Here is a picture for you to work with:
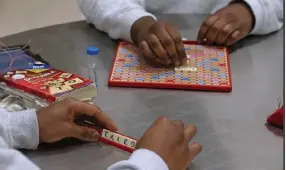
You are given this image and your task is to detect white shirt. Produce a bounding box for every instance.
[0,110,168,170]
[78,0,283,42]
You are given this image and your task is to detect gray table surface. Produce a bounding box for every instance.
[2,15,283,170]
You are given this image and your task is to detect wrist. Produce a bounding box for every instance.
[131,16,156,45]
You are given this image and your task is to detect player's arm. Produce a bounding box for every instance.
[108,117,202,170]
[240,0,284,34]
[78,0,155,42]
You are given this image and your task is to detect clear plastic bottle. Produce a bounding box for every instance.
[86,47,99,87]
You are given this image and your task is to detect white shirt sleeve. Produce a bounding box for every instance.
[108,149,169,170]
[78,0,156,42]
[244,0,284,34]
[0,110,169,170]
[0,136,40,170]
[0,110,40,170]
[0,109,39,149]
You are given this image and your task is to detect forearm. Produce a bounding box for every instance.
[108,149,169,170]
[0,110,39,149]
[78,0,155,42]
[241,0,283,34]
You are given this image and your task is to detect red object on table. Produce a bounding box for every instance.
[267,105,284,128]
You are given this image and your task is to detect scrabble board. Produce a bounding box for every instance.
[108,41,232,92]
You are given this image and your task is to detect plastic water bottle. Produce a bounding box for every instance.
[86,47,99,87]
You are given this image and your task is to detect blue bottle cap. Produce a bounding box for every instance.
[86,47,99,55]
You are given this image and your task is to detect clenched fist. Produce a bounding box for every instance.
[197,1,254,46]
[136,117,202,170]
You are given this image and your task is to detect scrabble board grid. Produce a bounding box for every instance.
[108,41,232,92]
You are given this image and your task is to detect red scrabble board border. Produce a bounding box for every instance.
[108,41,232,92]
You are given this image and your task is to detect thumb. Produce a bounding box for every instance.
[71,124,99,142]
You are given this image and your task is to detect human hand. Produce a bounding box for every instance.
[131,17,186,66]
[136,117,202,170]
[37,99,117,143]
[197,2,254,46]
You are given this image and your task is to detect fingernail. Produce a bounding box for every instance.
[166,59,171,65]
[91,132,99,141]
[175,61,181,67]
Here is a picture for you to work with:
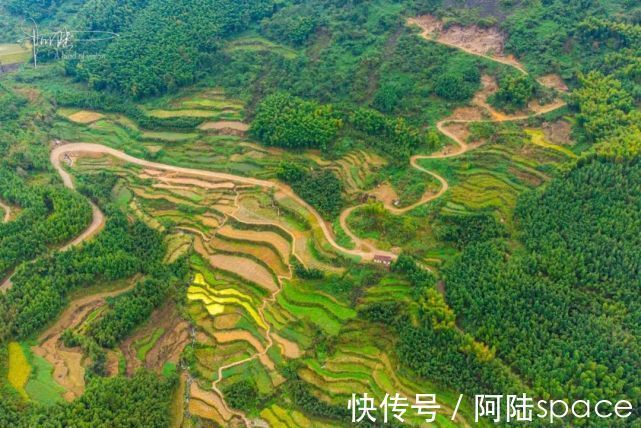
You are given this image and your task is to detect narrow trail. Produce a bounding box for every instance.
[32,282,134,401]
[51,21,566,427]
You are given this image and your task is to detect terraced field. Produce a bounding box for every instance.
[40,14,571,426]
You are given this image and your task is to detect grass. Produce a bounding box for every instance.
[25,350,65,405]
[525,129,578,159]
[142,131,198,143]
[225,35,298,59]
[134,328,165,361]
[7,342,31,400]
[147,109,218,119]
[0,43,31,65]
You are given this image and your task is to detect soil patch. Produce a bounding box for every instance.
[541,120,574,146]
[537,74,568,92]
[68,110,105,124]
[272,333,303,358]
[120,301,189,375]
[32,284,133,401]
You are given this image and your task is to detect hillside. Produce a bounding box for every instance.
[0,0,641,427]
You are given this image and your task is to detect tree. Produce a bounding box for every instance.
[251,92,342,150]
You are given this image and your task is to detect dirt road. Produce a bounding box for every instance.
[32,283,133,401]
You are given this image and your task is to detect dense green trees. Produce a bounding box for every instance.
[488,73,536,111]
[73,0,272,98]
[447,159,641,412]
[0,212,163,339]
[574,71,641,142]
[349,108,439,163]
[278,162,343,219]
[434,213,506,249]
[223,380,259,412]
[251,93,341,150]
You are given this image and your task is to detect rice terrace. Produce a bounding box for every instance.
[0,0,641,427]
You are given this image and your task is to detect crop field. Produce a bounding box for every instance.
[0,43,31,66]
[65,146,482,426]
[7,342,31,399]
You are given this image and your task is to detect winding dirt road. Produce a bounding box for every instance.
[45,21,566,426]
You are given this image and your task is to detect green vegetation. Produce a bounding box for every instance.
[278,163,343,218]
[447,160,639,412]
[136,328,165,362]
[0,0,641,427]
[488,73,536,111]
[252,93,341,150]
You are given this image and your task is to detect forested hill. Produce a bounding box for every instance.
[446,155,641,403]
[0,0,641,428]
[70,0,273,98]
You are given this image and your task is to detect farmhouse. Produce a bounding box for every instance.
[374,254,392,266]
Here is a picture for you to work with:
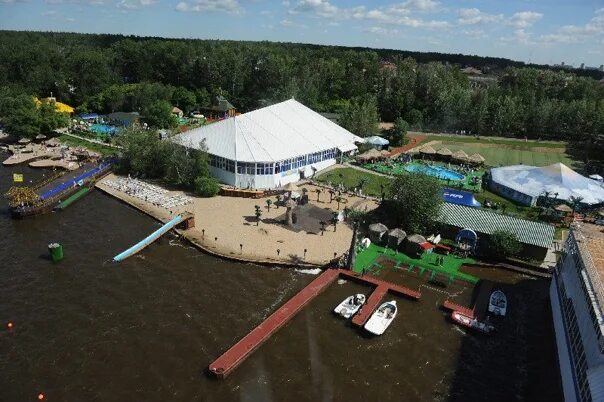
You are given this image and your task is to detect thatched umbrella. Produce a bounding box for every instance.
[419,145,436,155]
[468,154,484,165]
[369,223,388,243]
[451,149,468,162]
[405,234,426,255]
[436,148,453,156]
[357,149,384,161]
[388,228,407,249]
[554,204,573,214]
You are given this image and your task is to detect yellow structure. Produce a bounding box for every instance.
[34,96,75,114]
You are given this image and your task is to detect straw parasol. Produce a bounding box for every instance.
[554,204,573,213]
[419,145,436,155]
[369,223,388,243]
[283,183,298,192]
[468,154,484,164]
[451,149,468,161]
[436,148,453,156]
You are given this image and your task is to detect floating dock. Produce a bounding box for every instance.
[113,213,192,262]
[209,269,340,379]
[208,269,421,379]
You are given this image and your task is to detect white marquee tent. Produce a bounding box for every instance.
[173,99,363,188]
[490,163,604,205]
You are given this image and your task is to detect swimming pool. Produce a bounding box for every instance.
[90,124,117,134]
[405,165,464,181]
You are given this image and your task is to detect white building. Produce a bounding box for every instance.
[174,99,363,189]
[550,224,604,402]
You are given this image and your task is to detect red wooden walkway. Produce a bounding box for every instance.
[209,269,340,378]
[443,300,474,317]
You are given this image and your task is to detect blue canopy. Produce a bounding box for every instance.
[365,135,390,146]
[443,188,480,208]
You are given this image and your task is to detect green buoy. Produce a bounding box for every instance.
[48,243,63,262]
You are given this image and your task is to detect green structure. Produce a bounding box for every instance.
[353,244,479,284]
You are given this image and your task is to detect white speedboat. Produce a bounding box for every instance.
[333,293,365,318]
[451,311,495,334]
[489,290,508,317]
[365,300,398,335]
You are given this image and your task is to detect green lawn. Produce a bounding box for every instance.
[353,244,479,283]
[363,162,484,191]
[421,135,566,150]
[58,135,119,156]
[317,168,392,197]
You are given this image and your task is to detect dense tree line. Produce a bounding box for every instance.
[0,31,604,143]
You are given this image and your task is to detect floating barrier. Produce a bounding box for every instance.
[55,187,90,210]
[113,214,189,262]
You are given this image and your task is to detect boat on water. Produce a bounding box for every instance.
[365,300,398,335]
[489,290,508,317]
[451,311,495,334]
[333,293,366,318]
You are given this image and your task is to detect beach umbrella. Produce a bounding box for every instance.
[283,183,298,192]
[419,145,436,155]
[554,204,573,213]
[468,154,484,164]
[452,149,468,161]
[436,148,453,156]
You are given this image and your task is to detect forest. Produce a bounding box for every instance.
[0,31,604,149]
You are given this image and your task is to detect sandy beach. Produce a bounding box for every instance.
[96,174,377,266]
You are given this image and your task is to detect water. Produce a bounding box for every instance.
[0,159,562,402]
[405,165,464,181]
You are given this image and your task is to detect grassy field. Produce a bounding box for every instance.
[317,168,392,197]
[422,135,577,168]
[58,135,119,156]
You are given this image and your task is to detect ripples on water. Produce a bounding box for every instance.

--------------------------------------------------

[Aufgabe]: Gib die Zeilen des Materials oben von der Zeile mit „forearm. Produce a bounding box for every instance.“ bis hinunter zur Zeile mit „[267,105,284,128]“, beide eingeschlossen, als JSON-Liste von Zeichenketten aus. Jede Zeile wird dabei ein eigener Eintrag, Leerzeilen entfallen.

[Ergebnis]:
[
  "You are given this image and your task is to detect forearm. Produce a bounding box for every instance.",
  "[108,149,169,170]",
  "[0,110,39,149]",
  "[78,0,155,42]",
  "[241,0,283,34]",
  "You are given this image and your task is to detect red object on table. Produce a bounding box for every instance.",
  "[267,105,284,128]"
]